Written task> List each line of the material below that contains the string "path".

[Collection entries]
%%
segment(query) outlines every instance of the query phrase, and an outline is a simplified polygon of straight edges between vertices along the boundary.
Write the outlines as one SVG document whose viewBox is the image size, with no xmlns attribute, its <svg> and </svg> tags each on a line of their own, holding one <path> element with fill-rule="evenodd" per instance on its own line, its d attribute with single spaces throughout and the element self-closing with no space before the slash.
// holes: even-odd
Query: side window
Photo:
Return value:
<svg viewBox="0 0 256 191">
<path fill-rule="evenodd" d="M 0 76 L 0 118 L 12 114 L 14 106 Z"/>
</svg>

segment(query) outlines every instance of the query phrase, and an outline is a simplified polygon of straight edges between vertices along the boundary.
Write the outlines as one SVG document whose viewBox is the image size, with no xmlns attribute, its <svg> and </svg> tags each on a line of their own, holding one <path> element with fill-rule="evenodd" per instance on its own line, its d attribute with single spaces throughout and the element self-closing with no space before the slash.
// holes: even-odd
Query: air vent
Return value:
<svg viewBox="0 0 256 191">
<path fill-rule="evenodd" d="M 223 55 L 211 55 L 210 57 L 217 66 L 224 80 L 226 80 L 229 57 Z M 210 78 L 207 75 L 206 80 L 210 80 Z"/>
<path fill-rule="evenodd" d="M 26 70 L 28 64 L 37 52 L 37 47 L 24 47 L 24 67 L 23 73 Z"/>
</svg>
%%
Result>
Write the outlines as one SVG document whose viewBox is the image size, with no xmlns attribute, its <svg> and </svg> tags each on a line of their own, holding one <path> element with fill-rule="evenodd" per instance on its own line, its d attribute with single spaces throughout and the element self-closing with no space before the slash.
<path fill-rule="evenodd" d="M 0 76 L 0 118 L 12 114 L 14 106 Z"/>
Write the outlines as one SVG document whose viewBox is the image size, with no xmlns attribute, its <svg> and </svg> tags each on a line of their own, holding one <path> element with fill-rule="evenodd" per instance on its own line, its d attribute with single spaces throughout and the element self-closing with no space before the slash.
<path fill-rule="evenodd" d="M 223 55 L 211 55 L 210 57 L 217 66 L 224 80 L 226 80 L 229 57 Z M 210 78 L 207 75 L 206 80 L 210 80 Z"/>
<path fill-rule="evenodd" d="M 26 70 L 28 64 L 37 52 L 37 47 L 24 47 L 24 67 L 23 73 Z"/>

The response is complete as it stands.